[Items from a data source]
--- Start ---

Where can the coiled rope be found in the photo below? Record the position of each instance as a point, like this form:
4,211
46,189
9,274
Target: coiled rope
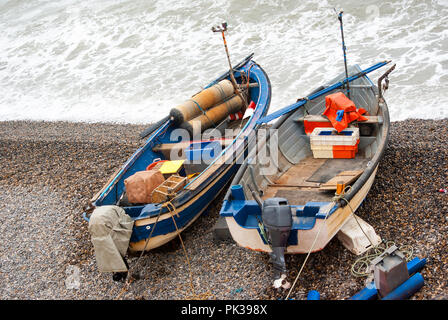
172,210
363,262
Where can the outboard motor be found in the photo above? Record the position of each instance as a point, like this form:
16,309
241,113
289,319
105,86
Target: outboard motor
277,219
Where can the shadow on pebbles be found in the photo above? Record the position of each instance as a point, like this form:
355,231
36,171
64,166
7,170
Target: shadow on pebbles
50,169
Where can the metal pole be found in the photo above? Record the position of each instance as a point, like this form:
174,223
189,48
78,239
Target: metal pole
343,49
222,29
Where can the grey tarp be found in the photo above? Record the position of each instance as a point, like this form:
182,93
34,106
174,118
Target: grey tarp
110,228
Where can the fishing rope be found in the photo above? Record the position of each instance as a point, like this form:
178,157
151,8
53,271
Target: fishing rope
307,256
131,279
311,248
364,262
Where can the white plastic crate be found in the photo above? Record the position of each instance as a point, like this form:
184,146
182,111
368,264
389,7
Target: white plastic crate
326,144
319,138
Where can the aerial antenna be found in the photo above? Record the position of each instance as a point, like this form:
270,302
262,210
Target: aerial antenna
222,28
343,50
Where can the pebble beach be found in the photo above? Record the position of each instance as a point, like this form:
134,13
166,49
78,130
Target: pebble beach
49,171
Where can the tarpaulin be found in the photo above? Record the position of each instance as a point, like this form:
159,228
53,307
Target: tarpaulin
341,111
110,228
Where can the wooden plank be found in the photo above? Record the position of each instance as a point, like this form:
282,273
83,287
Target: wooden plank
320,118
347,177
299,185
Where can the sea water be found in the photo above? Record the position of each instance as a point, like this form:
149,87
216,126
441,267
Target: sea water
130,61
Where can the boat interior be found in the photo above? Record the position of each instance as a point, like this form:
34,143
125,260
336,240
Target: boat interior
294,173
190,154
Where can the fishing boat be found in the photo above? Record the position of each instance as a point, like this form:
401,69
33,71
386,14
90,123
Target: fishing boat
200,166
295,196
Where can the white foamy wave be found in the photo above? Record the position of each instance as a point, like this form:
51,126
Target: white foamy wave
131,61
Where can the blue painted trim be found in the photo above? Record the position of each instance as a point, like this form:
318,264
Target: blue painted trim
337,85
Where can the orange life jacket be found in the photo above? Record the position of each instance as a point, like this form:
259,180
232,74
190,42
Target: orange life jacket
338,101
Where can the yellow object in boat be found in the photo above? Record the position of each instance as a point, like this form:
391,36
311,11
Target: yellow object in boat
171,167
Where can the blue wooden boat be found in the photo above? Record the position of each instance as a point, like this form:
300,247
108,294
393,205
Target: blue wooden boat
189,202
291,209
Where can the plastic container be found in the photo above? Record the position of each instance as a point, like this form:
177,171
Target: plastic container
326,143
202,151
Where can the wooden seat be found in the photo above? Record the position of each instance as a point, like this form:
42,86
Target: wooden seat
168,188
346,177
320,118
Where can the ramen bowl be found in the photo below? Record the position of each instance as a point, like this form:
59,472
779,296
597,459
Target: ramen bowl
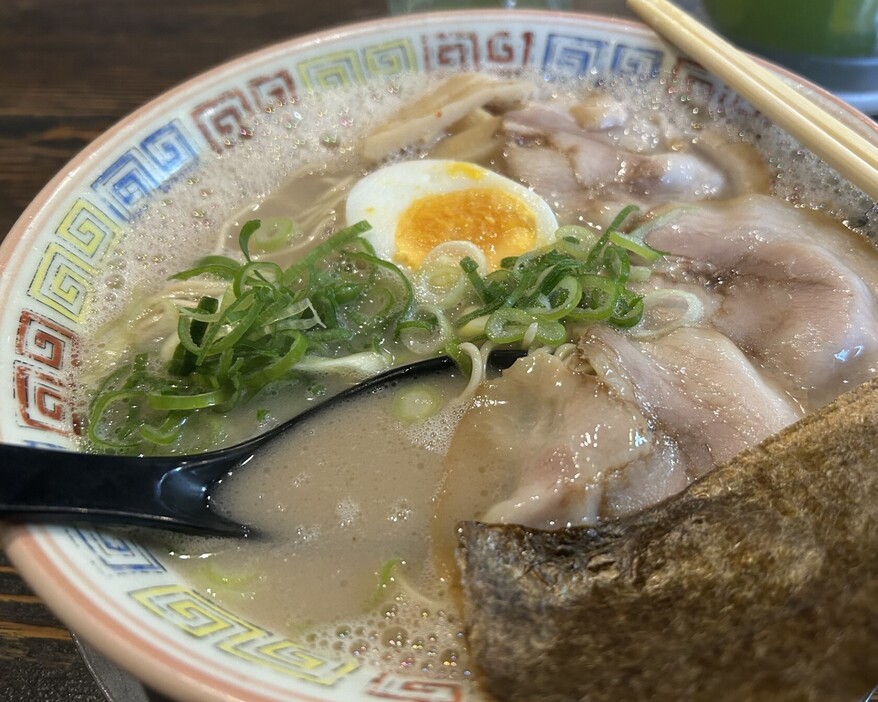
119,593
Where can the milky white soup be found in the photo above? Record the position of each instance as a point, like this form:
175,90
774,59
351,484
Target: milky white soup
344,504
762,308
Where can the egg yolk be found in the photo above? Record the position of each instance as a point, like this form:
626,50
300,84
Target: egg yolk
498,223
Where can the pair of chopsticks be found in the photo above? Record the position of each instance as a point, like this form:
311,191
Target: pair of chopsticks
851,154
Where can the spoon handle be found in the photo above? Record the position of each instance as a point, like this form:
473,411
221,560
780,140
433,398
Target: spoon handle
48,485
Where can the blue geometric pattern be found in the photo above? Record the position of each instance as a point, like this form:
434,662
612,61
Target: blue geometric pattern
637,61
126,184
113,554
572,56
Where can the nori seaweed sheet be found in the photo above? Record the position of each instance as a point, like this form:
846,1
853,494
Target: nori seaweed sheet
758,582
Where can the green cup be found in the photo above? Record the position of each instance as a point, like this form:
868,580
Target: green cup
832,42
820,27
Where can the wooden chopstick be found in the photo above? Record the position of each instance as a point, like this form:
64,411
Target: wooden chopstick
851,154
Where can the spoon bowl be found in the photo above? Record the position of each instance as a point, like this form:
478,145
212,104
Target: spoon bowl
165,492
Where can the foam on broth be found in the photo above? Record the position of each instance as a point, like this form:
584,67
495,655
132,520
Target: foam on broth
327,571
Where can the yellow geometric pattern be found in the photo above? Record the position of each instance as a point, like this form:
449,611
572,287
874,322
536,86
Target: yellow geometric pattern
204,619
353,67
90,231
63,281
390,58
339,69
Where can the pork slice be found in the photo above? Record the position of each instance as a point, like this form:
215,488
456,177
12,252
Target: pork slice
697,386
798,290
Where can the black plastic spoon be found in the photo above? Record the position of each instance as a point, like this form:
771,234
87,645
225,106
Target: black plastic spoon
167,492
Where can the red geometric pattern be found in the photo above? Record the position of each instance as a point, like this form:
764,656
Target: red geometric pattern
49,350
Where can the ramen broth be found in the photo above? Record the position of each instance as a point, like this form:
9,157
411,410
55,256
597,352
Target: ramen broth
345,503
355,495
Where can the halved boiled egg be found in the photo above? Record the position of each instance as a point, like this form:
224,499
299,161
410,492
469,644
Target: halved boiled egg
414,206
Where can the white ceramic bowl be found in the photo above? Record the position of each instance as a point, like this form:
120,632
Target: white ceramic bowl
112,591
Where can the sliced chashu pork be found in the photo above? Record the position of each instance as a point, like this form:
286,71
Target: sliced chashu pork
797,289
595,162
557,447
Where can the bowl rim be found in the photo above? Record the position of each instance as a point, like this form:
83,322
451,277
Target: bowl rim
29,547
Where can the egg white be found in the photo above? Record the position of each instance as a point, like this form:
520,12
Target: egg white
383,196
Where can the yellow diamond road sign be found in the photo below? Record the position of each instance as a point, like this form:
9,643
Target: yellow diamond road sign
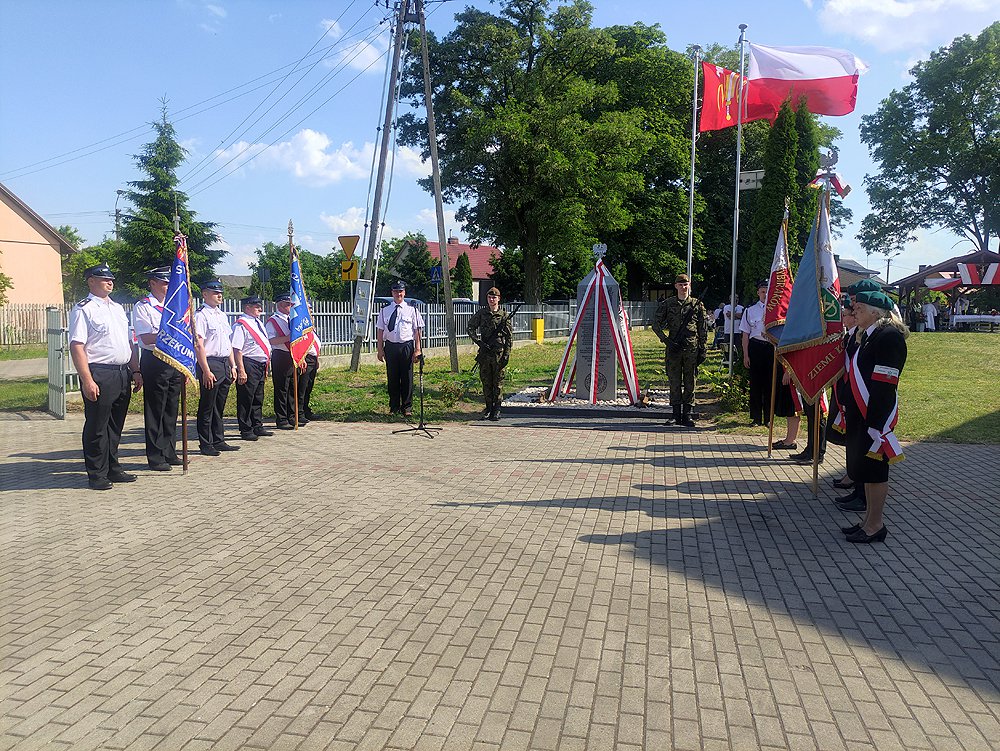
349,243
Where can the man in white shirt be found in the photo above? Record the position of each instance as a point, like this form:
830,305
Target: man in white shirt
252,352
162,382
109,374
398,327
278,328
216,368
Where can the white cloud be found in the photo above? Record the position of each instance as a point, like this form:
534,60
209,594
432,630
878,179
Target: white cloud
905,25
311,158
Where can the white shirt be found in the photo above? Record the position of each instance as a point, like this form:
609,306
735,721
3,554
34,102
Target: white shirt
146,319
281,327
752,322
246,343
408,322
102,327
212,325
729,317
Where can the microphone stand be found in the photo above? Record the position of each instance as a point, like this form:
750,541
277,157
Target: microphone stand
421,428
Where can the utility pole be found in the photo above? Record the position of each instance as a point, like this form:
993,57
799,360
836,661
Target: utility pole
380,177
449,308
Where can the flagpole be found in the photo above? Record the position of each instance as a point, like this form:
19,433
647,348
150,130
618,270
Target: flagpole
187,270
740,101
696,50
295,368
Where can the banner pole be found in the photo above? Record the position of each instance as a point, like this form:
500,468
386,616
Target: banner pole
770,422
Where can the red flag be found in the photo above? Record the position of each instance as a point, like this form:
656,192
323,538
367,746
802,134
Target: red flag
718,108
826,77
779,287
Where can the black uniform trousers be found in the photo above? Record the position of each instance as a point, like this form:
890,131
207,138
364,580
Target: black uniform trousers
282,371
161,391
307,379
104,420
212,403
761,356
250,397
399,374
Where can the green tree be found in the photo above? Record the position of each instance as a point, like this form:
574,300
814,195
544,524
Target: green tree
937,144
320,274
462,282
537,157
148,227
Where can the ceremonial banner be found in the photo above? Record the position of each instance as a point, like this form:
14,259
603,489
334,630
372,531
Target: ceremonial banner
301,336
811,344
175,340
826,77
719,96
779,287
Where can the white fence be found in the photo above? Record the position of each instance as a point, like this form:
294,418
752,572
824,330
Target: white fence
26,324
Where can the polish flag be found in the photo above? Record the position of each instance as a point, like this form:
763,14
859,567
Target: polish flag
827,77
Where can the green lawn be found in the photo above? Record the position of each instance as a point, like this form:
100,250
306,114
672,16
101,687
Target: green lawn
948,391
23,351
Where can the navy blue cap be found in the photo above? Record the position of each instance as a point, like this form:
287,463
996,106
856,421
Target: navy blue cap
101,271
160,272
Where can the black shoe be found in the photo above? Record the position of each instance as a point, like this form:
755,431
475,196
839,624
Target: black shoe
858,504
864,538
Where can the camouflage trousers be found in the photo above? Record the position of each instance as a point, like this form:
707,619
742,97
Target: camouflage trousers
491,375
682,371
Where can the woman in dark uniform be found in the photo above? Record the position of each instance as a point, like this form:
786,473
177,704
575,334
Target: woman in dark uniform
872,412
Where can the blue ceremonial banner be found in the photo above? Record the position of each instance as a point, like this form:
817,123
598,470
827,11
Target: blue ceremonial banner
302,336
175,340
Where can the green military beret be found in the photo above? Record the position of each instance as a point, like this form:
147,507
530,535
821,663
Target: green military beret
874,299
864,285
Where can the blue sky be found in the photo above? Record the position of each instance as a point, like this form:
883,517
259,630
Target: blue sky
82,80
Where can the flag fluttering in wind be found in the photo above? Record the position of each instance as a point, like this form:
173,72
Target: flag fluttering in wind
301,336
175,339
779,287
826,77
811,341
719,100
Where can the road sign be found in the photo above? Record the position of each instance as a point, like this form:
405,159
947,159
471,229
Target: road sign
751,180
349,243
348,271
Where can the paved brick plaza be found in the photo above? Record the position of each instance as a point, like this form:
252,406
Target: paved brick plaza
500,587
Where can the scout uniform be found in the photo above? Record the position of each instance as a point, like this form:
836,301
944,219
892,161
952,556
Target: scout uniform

--- End ---

GIVEN REQUEST:
Exactly and only the lines from the one containing "Where can the green military" through the end of the material are to be reproduced, both ends included.

TASK SOLUTION:
Where can the green military beret be found in the photo above? Record the position of each instance as a point, like this form:
147,507
530,535
821,663
Target: green military beret
874,299
864,285
Where can the blue sky be found in the photo above? Record the position of each instance as a point, like this form:
883,517
259,630
Target: blue sky
82,80
Where can the flag fluttering in wind be found in the photo above? Record the position of each instance as a point, like this form:
173,72
Target: flag fluttering in wind
301,336
175,339
779,287
826,77
811,341
719,100
Where can the road sign be found in the photo above? Record the position of each instance as a point, like this form:
405,159
947,159
471,229
Target: road sign
751,180
349,243
348,271
Where can the paved brick plaza be found in the photo above? Record the position of each instance as a point, like this form:
252,406
Target: paved brick plaza
500,587
Where can the scout uniform be found in the photo above? Record the position of each instance as a point, like this form:
836,301
944,219
892,161
952,556
Target: scout uniform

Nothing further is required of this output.